Upstairs, above the barn, are rooms filled with wooden casks and the fragrance of fermenting balsamico. This is the acetaia, the attic where the grape must (the crushed grapes) ferments and becomes more and more concentrated over time.
As our guide explained, the process is fascinating yet quite simple. There is only one ingredient used – the must of grapes grown on the estate. The first step is to cook the grape must in a cauldron over an open flame for a full day to begin the process of evaporation. The liquid is then placed in the largest of a series of ever-smaller barrels. A set of barrels is called a battery and at the Villa Medici Ermete each battery consists of 5 barrels. In a long-standing tradition, a new battery is started and labeled with the name of each new baby born into the family. It matures as the child does, aging long past the minimum 12 years and passing on an important heritage. In the acetaia there was one battery which was started nearly 100 years ago, labeled with the name of an ancestor from several generations past.
Fermentation occurs in warm weather (a little bit of older fermented balsamico may be added to begin the process) and then in the winter of each year the liquid is moved to the next smaller barrel. The barrels are made of several different types of wood including oak, cherry, and chestnut. Each will contribute to the flavor of the vinegar. The barrels are left open to air, the vent at the top covered by a thin piece of linen, to allow for evaporation. Eventually the concentrated liquid moves from the last barrel in the battery to some even smaller barrels to finish aging. One room in the acetaia was lined with these small barrels.
Before the balsamico can be bottled for sale, it must be submitted to the local Consortium of Growers.

_Records_:
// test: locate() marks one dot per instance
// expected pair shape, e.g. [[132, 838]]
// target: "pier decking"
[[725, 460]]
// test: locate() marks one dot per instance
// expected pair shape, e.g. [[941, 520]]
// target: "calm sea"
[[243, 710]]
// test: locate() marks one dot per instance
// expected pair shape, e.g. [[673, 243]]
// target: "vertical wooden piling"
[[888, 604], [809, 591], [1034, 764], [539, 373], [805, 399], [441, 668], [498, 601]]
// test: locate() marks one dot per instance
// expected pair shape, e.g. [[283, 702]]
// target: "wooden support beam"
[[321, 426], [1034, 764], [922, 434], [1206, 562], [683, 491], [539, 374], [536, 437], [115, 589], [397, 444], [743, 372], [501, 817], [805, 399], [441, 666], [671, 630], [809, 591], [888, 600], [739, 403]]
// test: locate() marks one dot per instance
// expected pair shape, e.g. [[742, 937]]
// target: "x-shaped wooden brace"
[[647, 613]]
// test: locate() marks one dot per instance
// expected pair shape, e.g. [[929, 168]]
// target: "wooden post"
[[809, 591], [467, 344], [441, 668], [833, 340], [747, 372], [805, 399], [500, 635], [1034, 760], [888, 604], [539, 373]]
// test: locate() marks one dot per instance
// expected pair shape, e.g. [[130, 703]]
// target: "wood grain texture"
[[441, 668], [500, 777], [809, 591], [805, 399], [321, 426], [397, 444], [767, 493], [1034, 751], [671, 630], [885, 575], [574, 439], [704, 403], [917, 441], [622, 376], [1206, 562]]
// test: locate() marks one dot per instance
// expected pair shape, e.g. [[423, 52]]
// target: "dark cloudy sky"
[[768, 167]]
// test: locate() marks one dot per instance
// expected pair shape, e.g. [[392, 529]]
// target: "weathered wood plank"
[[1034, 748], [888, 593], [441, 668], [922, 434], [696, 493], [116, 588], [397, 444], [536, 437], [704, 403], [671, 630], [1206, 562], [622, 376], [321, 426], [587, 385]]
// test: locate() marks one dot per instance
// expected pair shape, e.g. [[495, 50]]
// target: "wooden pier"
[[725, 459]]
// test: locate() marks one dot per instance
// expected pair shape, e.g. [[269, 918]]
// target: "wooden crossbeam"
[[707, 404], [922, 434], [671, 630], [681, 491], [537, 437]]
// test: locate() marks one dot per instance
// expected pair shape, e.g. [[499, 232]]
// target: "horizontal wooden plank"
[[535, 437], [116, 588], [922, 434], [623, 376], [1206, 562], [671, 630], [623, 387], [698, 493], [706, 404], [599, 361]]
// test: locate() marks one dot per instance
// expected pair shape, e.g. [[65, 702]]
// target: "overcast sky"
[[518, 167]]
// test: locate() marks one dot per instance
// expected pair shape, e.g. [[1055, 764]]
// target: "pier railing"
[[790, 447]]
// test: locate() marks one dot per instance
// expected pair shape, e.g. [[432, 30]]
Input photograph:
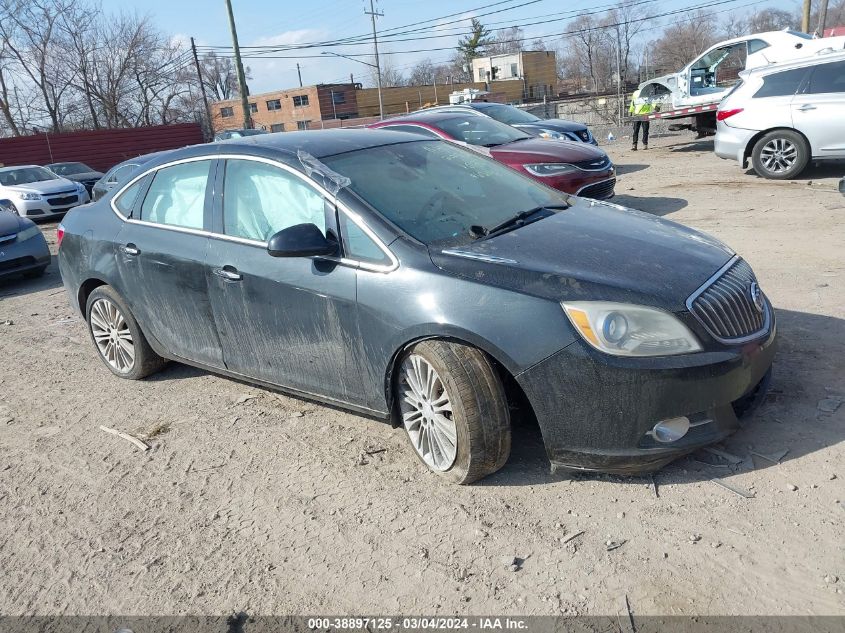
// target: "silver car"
[[785, 115], [38, 192]]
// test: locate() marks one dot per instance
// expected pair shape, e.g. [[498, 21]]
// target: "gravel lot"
[[252, 501]]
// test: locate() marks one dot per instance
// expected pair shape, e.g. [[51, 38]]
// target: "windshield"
[[436, 192], [65, 169], [509, 114], [479, 130], [25, 175]]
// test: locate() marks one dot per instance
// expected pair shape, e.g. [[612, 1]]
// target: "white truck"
[[696, 90]]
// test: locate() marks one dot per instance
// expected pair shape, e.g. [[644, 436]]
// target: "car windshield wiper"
[[520, 219]]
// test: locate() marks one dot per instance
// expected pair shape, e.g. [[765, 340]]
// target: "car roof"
[[318, 143], [804, 62], [11, 167], [433, 116]]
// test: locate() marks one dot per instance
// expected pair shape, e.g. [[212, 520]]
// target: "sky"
[[266, 22]]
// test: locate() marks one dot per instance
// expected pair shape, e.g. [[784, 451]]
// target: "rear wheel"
[[119, 341], [780, 155], [454, 410]]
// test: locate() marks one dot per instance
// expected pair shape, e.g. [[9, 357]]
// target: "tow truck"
[[696, 90]]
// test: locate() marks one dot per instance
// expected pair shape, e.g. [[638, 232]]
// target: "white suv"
[[784, 115]]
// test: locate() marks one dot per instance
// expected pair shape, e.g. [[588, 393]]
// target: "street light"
[[378, 70]]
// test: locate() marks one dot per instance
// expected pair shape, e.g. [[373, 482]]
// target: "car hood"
[[9, 223], [594, 251], [557, 125], [87, 175], [535, 150], [45, 187]]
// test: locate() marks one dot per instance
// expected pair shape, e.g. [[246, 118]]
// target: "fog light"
[[670, 430]]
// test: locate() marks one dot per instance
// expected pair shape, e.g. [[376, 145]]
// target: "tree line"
[[66, 65], [599, 48]]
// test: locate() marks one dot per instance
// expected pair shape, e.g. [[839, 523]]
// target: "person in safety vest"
[[640, 106]]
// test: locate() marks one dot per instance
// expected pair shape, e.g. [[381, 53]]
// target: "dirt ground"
[[256, 502]]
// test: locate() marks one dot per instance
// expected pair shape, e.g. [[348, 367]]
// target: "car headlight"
[[551, 134], [550, 169], [28, 233], [624, 329]]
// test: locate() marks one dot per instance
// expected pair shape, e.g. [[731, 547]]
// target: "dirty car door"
[[161, 254], [289, 321]]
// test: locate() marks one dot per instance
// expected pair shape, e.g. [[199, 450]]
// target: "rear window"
[[781, 84], [827, 78]]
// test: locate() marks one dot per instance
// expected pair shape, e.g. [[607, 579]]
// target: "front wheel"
[[120, 343], [454, 410], [780, 155]]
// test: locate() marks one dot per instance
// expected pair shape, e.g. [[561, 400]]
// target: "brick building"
[[292, 109], [522, 76], [536, 70]]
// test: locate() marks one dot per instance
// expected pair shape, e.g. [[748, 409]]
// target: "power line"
[[562, 34]]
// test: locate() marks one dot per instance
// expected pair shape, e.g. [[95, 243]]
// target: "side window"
[[828, 78], [358, 245], [260, 200], [781, 84], [125, 202], [755, 46], [177, 195], [415, 129]]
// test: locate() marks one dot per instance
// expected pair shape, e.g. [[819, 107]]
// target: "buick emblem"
[[756, 296]]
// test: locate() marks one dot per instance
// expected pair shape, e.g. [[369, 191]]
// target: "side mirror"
[[301, 240]]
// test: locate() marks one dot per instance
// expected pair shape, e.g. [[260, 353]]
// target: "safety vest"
[[640, 106]]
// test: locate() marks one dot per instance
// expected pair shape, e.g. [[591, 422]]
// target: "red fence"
[[101, 149]]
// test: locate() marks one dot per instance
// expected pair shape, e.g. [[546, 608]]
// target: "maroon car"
[[572, 167]]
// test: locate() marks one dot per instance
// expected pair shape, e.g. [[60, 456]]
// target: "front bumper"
[[21, 257], [595, 411]]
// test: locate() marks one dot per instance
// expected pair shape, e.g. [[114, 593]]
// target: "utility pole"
[[239, 67], [805, 16], [202, 87], [373, 13], [822, 16]]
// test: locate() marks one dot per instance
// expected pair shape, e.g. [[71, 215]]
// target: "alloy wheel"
[[779, 155], [427, 413], [112, 335]]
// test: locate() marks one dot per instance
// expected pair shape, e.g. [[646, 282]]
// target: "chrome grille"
[[599, 191], [725, 305]]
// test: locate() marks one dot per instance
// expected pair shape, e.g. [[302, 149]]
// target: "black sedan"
[[429, 285], [78, 172], [23, 249], [561, 129]]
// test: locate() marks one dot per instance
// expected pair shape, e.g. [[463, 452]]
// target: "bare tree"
[[31, 32]]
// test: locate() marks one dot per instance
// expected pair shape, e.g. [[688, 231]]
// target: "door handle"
[[228, 273]]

_Work instruction 1_:
Reproduce the part of the balsamic vinegar passage starting at "Fermentation occurs in" and ending at "these small barrels.".
_Work instruction 2_:
Continue the passage on making balsamic vinegar from the point where it stops.

_Exercise response 1_:
Fermentation occurs in warm weather (a little bit of older fermented balsamico may be added to begin the process) and then in the winter of each year the liquid is moved to the next smaller barrel. The barrels are made of several different types of wood including oak, cherry, and chestnut. Each will contribute to the flavor of the vinegar. The barrels are left open to air, the vent at the top covered by a thin piece of linen, to allow for evaporation. Eventually the concentrated liquid moves from the last barrel in the battery to some even smaller barrels to finish aging. One room in the acetaia was lined with these small barrels.

_Exercise response 2_:
There, a panel of 5 expert tasters judge its characteristics (color, density, aroma, taste). If approved, the aceto (vinegar) can be bottled (under supervision) and labeled with the seal of the consortium and the red and yellow DOP symbol. That label verifies that the balsamic is a DOP Aceto Balsamico di Modena or di Reggio Emilia.
A traditional aged balsamic is a joy to taste and I was fortunate to sample three different ones at the end of the tour. All were delicious, with clear differences in taste and consistency. The younger vinegars (red label, 12 years of aging) were sharper in flavor and thinner than the older ones. They are recommended for everyday use in salads or as a condiment for raw vegetables, fish, or carpaccio. The 18 year vinegars (silver label) were less acidic, a bit sweeter and smoother. Suggested uses include in sauces or on meat or to drizzle on top of paté. They are also wonderful paired with chunks of Parmigiano Reggiano cheese.
Lastly we tasted the oldest, 25 year balsamic (gold label). This is the highest quality and most prized balsamic vinegar. It is not used in cooking, but is wonderful on strong cheese and also on desserts. The syrupy sweetness compliments strawberries and is wonderful drizzled on some gelato. It may even act as a sort of digestive taken by a spoonful at the end of a meal (in years past is was taken this way to ward off the plague!). The flavor of this long-aged balsamic is a true luxury.
As with most things, quality and price go hand in hand. The long process of aging, the use of traditional methods, and the relatively small production mean that authentic balsamic vinegars can be quite expensive. The intense flavors, and the way a small amount can turn a dish from ordinary to extraordinary, make it a worthwhile investment. A bottle of the 18 year, silver balsamic now adds wonderful flavor to my kitchen in Lucca. Having seen how it is produced at Villa Medici Ermete family just makes it all the more delicious.